• **PROMPT**
Please pull out every line in the lines below that contains the string "shorts" and copy each one.

---------- DATA EXCERPTS

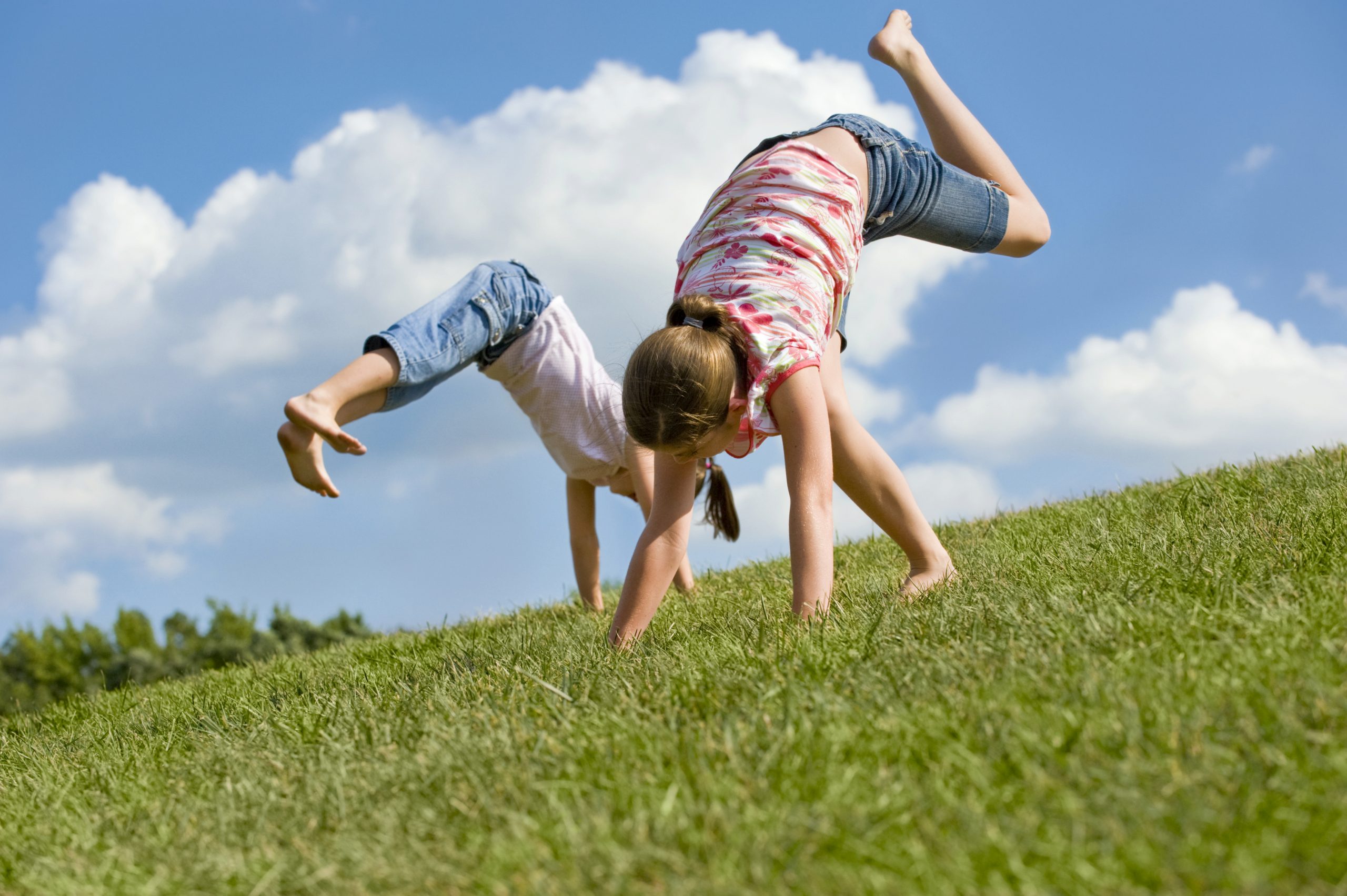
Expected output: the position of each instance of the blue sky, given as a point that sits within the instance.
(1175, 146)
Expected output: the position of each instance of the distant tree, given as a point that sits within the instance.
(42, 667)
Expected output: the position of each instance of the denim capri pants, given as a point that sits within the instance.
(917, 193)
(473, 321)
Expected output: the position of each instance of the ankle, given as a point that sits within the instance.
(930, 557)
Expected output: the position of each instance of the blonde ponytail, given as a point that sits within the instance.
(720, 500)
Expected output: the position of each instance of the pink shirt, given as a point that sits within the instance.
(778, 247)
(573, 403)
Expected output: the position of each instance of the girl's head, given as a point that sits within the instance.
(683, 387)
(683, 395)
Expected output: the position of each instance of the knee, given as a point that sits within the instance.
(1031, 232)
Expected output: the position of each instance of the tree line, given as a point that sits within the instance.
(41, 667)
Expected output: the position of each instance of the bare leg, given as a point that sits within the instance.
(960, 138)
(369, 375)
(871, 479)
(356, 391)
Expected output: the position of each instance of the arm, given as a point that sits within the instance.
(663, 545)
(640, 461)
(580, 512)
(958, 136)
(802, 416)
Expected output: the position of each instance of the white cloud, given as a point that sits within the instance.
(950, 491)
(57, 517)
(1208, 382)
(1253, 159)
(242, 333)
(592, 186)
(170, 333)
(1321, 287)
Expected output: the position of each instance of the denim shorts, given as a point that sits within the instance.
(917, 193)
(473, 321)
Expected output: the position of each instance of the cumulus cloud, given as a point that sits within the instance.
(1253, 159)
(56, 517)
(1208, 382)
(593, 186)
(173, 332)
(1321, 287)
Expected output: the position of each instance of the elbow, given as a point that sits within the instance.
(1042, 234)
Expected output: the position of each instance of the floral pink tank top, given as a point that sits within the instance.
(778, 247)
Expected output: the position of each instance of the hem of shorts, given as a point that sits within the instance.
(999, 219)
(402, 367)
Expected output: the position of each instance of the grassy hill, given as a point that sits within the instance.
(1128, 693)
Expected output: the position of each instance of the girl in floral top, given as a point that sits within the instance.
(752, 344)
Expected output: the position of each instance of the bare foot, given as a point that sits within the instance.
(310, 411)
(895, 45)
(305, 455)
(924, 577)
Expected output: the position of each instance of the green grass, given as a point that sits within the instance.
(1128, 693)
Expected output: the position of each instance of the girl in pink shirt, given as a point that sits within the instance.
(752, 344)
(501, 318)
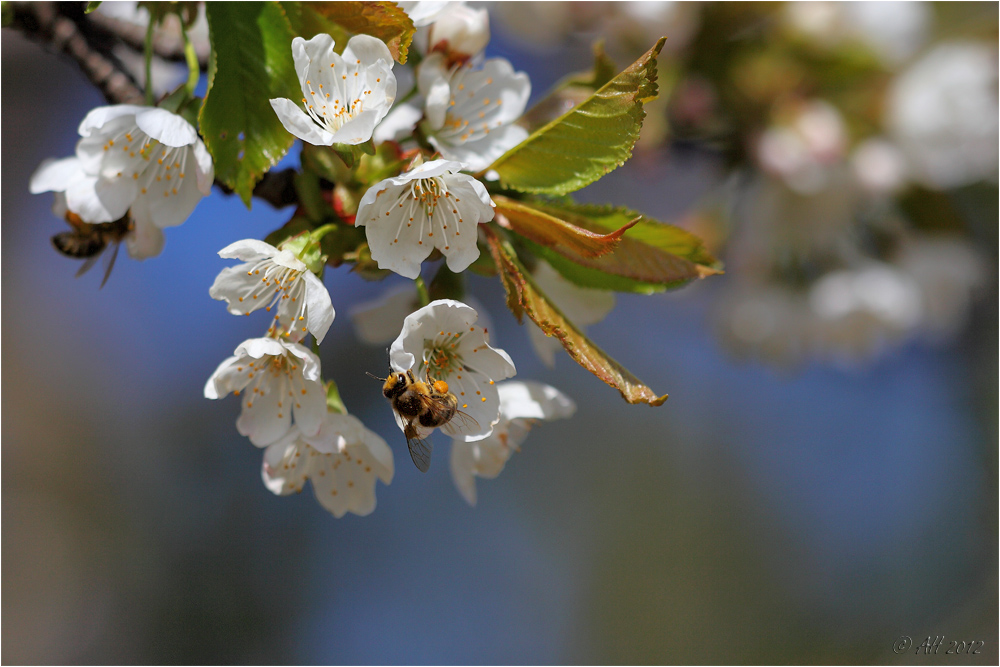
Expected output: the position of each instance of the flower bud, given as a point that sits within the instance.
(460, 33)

--------------------
---------- DATA EXCERPTS

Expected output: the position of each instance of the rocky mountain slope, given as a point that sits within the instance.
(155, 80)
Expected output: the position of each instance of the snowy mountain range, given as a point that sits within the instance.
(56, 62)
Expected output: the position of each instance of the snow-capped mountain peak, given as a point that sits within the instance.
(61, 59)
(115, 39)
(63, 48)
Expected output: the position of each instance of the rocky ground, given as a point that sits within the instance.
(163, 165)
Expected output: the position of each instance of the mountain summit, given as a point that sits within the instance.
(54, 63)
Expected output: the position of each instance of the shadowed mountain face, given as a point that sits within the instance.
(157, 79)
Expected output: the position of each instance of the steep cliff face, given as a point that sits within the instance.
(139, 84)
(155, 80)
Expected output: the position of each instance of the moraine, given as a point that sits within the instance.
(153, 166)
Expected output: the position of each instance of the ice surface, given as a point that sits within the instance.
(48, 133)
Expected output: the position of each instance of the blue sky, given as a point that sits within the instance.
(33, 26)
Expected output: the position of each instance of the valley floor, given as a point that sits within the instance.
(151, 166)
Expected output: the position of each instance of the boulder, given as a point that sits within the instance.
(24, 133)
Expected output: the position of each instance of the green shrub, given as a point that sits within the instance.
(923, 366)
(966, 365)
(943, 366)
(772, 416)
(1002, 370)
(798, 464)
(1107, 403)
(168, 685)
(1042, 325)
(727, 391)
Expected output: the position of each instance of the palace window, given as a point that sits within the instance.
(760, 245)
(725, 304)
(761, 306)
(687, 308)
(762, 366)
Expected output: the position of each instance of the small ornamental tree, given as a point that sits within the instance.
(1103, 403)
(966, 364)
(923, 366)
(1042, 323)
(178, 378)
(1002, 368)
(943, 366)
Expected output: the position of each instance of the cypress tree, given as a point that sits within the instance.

--------------------

• **RESULT OF THIS TASK**
Expected output: the position of each instance of the denim shorts, given as a point that sits within the instance.
Expected output: the position of each instance of the hem of shorts, given as a point that sits within the instance.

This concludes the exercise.